#### Labeled-object pointing entries
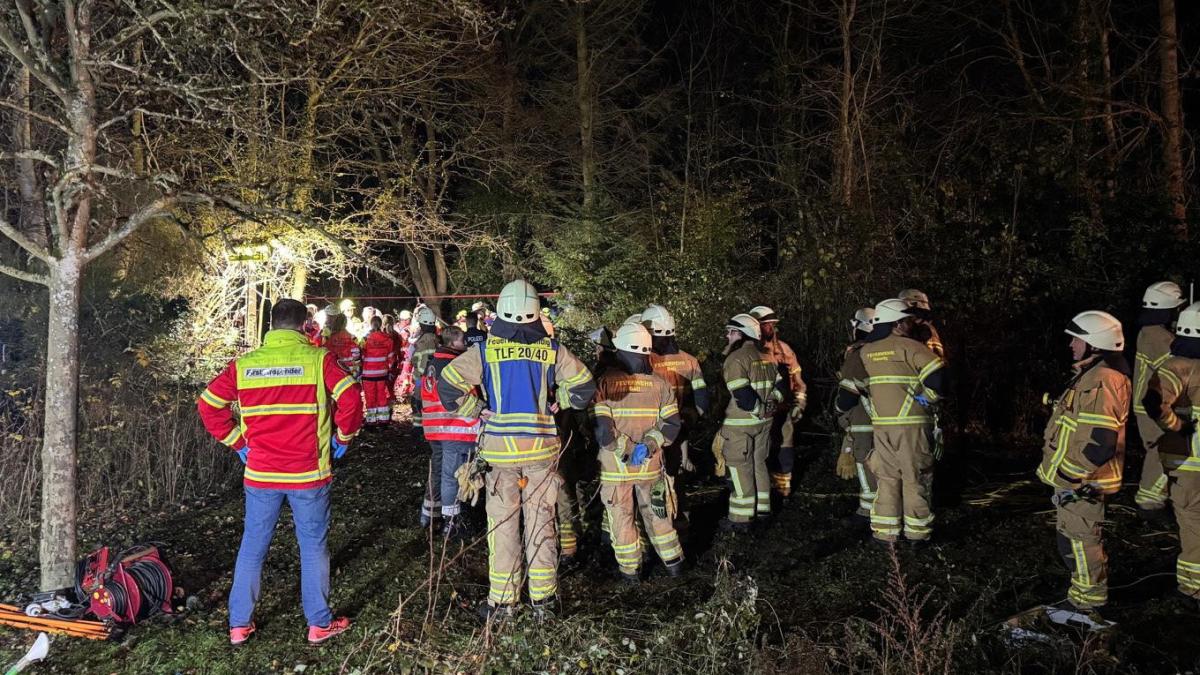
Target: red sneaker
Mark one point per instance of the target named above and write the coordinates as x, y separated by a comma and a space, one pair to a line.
239, 634
318, 634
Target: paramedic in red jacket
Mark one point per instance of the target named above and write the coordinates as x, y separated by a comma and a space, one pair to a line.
299, 411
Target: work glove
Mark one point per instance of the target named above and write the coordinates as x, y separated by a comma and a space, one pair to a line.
641, 453
846, 467
339, 447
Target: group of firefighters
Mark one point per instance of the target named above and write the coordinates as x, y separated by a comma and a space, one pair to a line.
499, 399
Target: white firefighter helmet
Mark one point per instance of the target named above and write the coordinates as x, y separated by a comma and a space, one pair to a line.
519, 303
660, 320
633, 338
745, 324
1098, 329
891, 311
426, 316
915, 298
1188, 324
863, 318
765, 314
1162, 296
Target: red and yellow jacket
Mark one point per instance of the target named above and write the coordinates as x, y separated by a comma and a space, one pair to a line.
291, 395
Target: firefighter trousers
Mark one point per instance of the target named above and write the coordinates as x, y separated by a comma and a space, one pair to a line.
521, 532
1185, 494
861, 441
781, 459
1152, 487
745, 451
623, 502
1081, 547
904, 469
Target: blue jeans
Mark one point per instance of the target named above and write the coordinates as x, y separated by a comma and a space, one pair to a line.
310, 514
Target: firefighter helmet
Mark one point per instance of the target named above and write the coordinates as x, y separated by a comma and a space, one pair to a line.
863, 320
633, 338
1098, 329
426, 316
519, 302
891, 311
660, 320
765, 314
745, 324
1188, 324
1162, 296
915, 298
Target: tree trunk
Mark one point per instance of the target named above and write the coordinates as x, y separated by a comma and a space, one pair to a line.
1173, 118
58, 537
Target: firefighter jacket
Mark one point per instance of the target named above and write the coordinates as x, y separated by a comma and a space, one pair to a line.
292, 399
437, 422
1153, 348
754, 384
1176, 384
891, 374
784, 357
1085, 436
682, 371
516, 380
378, 356
346, 350
629, 410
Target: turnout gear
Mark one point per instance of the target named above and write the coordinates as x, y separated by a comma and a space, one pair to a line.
294, 399
1177, 383
636, 417
378, 359
781, 459
1098, 329
516, 369
1084, 454
888, 377
745, 434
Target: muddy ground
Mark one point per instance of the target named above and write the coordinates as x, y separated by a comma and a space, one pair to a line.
819, 581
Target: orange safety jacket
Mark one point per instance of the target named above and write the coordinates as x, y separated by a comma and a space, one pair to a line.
291, 395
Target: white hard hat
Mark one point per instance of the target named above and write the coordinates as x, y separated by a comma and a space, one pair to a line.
863, 318
633, 338
426, 316
1098, 329
745, 324
1162, 296
915, 298
891, 311
519, 303
660, 320
1188, 324
763, 314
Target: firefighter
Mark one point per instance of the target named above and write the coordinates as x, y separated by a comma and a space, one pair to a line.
449, 434
923, 329
682, 371
378, 357
636, 418
516, 369
1084, 452
423, 351
1159, 306
859, 437
1177, 381
340, 341
901, 380
781, 459
299, 411
744, 438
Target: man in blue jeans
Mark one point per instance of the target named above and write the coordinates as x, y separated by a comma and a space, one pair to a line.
299, 411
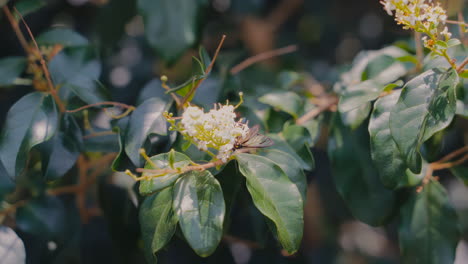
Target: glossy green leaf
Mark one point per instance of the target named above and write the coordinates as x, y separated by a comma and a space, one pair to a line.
171, 26
6, 183
43, 216
199, 205
290, 166
385, 153
281, 144
61, 152
10, 69
298, 138
275, 196
77, 71
26, 7
426, 105
359, 94
162, 162
63, 36
428, 229
288, 102
354, 118
12, 248
30, 121
461, 173
356, 179
158, 222
146, 119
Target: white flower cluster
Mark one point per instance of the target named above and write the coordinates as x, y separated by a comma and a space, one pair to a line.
421, 15
216, 129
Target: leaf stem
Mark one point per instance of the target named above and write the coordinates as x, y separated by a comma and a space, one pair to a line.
126, 106
261, 57
207, 71
45, 70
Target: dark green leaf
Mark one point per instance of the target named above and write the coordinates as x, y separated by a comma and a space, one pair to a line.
170, 25
30, 121
290, 166
26, 7
428, 228
359, 94
146, 120
76, 71
10, 69
158, 222
12, 248
355, 117
385, 153
63, 36
288, 102
275, 196
298, 138
281, 144
162, 162
461, 173
44, 216
61, 152
199, 205
6, 184
426, 105
355, 177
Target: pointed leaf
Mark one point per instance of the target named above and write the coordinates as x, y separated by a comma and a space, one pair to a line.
10, 69
162, 162
12, 248
428, 228
355, 178
426, 105
146, 120
275, 196
158, 222
385, 153
30, 121
76, 71
199, 205
290, 166
61, 152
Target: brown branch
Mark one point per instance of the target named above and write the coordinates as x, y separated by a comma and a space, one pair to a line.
15, 26
99, 104
99, 134
45, 70
330, 101
207, 71
462, 65
261, 57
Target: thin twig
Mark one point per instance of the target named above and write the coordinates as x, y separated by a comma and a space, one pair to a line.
261, 57
207, 71
462, 65
15, 26
419, 50
45, 70
99, 104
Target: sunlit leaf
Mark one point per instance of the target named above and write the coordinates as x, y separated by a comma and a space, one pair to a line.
275, 196
199, 205
426, 105
30, 121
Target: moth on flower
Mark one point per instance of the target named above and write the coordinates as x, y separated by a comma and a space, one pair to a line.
423, 16
218, 130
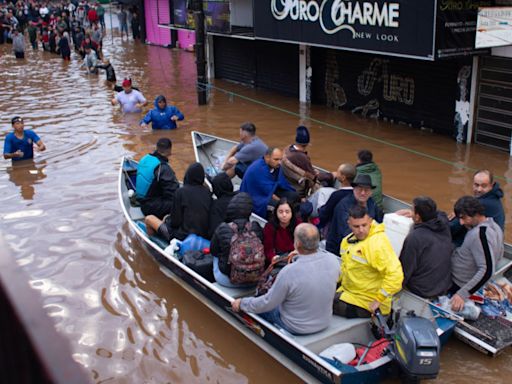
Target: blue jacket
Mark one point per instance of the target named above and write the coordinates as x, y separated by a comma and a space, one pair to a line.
261, 185
161, 118
493, 208
339, 226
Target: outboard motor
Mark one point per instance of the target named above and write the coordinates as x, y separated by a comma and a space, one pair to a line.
414, 344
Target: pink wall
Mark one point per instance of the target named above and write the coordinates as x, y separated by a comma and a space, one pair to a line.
157, 11
186, 39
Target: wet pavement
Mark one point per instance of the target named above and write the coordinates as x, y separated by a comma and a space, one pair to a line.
126, 321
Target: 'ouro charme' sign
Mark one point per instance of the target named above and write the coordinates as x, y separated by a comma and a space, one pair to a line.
400, 27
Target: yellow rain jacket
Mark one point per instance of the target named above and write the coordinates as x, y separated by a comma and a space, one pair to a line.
370, 269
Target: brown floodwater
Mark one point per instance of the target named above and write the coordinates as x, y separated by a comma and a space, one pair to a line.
126, 321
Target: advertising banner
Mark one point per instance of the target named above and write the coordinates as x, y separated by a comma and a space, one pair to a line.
398, 27
494, 27
456, 28
217, 15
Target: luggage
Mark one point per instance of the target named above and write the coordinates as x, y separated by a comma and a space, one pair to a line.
246, 256
268, 277
200, 262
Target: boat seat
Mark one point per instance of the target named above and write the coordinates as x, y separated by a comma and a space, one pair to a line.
136, 213
337, 325
236, 292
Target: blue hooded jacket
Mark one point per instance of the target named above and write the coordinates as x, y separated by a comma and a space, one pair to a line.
161, 118
260, 184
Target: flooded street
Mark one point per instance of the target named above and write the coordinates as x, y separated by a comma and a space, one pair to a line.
126, 321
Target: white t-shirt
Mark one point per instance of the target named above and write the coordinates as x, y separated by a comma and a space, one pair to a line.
128, 101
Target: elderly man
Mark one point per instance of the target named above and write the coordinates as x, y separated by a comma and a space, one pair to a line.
242, 155
156, 182
362, 196
427, 251
297, 166
474, 262
265, 182
300, 301
19, 145
130, 99
370, 270
489, 193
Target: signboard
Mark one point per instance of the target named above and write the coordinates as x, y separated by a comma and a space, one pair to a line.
456, 28
398, 27
494, 27
217, 15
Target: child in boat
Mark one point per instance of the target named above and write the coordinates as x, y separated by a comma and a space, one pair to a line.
278, 232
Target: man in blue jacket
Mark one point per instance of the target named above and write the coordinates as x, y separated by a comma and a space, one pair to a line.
163, 116
489, 193
156, 182
264, 180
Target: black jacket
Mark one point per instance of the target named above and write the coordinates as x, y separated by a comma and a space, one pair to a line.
191, 208
223, 190
426, 256
239, 210
160, 197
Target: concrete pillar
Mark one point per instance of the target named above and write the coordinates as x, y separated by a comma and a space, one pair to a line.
305, 73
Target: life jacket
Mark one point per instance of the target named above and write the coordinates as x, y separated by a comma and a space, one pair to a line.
146, 174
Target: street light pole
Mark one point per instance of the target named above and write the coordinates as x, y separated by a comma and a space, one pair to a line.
200, 52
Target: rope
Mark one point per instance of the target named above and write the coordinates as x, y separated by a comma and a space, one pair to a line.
232, 94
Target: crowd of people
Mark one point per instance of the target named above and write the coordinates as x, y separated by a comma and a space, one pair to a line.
59, 26
443, 254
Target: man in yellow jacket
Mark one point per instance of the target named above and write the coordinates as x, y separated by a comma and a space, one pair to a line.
371, 272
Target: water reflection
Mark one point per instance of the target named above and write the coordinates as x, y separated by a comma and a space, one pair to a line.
25, 174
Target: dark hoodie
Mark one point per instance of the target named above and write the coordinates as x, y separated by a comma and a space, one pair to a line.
223, 190
238, 211
426, 256
191, 207
493, 208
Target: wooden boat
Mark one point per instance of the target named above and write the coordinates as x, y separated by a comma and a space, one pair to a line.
483, 335
297, 353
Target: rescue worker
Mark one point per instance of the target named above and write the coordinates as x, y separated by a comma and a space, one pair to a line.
370, 270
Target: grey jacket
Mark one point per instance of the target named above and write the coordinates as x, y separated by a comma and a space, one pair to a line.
303, 291
474, 262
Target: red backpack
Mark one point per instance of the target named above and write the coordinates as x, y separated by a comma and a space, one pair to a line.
246, 256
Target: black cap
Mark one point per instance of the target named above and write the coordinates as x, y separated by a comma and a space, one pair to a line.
16, 119
164, 144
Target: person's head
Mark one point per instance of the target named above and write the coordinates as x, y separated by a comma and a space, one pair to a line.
17, 123
160, 102
469, 210
273, 157
364, 156
424, 209
363, 186
483, 181
359, 222
284, 214
306, 238
164, 146
247, 132
302, 136
127, 85
346, 174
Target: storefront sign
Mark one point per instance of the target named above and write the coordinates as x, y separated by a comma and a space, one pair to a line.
494, 27
217, 15
400, 27
456, 27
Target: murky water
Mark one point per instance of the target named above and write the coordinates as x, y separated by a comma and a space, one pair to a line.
126, 321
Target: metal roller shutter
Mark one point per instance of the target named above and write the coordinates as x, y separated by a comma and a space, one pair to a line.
414, 92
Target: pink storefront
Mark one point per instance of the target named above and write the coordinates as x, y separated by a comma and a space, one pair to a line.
157, 12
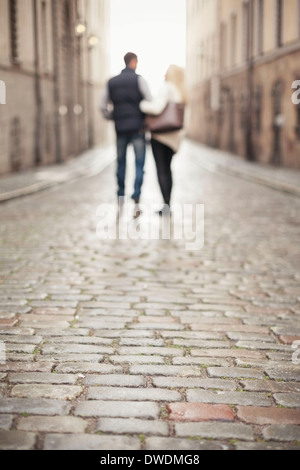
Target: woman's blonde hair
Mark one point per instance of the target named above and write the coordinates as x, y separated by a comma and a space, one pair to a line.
176, 75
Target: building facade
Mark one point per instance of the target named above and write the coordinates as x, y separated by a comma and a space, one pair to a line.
53, 64
243, 57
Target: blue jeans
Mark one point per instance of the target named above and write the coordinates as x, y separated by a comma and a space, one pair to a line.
138, 141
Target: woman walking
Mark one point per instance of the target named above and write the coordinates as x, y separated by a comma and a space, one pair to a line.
166, 145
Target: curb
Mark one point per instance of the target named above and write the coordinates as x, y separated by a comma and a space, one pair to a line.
89, 171
212, 165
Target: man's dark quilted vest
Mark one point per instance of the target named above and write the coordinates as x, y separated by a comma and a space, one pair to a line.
126, 97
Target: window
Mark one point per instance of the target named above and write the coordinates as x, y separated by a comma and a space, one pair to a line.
223, 46
279, 22
45, 57
298, 122
246, 31
233, 39
258, 108
13, 18
260, 27
298, 18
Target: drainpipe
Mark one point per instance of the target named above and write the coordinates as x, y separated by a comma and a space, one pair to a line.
37, 89
250, 76
56, 97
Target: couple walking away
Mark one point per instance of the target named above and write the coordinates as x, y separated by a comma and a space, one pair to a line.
127, 100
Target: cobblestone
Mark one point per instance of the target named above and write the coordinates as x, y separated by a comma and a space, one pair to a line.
120, 344
63, 424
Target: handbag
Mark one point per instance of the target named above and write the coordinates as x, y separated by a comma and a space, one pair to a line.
171, 119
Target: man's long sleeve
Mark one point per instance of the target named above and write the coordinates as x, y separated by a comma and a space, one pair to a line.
106, 105
144, 89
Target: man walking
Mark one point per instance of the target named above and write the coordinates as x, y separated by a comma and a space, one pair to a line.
124, 93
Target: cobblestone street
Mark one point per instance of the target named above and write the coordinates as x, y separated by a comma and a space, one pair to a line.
122, 344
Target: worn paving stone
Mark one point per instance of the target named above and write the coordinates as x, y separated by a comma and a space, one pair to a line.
59, 424
286, 432
59, 392
17, 440
234, 398
163, 351
269, 386
137, 359
165, 443
124, 409
287, 399
210, 430
115, 380
6, 422
26, 367
137, 326
78, 367
272, 415
136, 394
186, 382
235, 353
76, 349
90, 442
197, 412
265, 446
39, 378
71, 357
284, 374
178, 371
234, 372
133, 426
34, 406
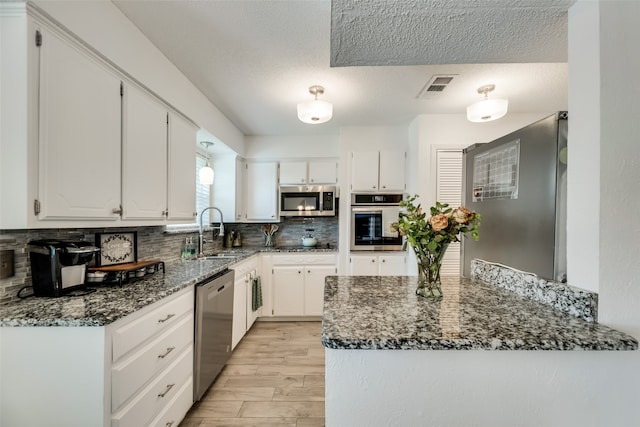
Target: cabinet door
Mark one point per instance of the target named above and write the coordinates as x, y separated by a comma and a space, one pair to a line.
364, 265
392, 265
314, 276
262, 191
288, 291
144, 156
239, 326
293, 173
182, 169
392, 170
227, 186
364, 171
79, 134
323, 172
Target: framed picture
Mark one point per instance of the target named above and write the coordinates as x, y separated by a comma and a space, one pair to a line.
117, 248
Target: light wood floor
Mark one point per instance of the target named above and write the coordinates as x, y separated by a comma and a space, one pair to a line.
275, 377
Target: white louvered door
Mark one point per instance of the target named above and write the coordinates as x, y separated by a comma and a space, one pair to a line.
449, 190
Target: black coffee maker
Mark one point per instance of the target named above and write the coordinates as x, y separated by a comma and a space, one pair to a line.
58, 267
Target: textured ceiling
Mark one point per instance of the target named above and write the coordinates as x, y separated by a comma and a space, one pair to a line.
255, 59
412, 32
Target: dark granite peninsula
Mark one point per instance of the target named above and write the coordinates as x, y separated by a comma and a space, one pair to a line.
366, 384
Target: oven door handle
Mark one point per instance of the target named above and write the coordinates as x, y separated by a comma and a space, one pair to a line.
368, 210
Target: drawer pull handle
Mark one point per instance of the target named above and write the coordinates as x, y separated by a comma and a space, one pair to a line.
169, 316
169, 387
169, 350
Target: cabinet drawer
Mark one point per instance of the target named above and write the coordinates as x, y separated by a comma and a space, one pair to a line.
316, 259
157, 395
177, 408
132, 373
135, 332
245, 267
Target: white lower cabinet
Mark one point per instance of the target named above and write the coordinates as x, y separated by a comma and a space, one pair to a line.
136, 371
152, 363
243, 315
378, 265
298, 283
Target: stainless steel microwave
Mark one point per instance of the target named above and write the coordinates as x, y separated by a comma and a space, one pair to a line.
308, 200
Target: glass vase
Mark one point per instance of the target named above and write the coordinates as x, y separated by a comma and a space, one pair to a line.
429, 264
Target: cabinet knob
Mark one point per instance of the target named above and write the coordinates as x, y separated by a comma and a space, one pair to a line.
169, 387
166, 353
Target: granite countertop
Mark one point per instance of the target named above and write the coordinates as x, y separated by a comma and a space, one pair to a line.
383, 313
111, 302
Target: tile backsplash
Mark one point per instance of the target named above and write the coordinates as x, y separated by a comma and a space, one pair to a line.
157, 243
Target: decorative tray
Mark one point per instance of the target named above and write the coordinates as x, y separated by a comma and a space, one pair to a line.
123, 273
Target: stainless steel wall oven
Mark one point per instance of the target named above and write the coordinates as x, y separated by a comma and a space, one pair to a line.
371, 219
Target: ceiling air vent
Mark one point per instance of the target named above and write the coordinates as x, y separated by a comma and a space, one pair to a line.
434, 86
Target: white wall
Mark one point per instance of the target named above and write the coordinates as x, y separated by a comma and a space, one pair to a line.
292, 146
583, 169
101, 24
556, 388
481, 388
435, 130
619, 208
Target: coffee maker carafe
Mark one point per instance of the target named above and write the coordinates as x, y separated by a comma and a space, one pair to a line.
57, 266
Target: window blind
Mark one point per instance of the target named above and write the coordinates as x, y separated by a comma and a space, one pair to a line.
203, 192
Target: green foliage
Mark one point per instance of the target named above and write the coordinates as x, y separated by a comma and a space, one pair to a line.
431, 235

#### WORK TO COMPLETE
Reproduce the lines from the one containing "Target: stainless steel wall oven" to the end of the entries, keeping both ends and adding nothing.

#### THE OUTPUT
Target: stainless steel wall oven
Mark one point per instance of the target named above and write the coordinates as x, y separated by a comma and a space, one pair to a line.
371, 219
Target: ceiling air vent
Mark one point per instance of the target named above and write the coordinates as x, y separated by a comma and a space, one pair to a line.
434, 86
Target: white wall
Mark one point per instance of the target named above and write the coordinates as x, y separated by a comma and a space, one pair to a line.
292, 146
583, 169
101, 24
556, 388
481, 388
435, 130
619, 208
Target: coffee maker carafe
Mark one point per instance of the target named above and write the coordinates as x, y separated by a comma and a space, one pair to a line.
57, 266
Target: window blind
Mark one point per instance of the target named above and write the coordinates as x, y separated by a comma and a space, one pair to a line.
203, 192
Target: green foliage
Mark one point per instance of the target named above and write the coordinates as x, y separated by a comma and a space, one pair to a line.
431, 235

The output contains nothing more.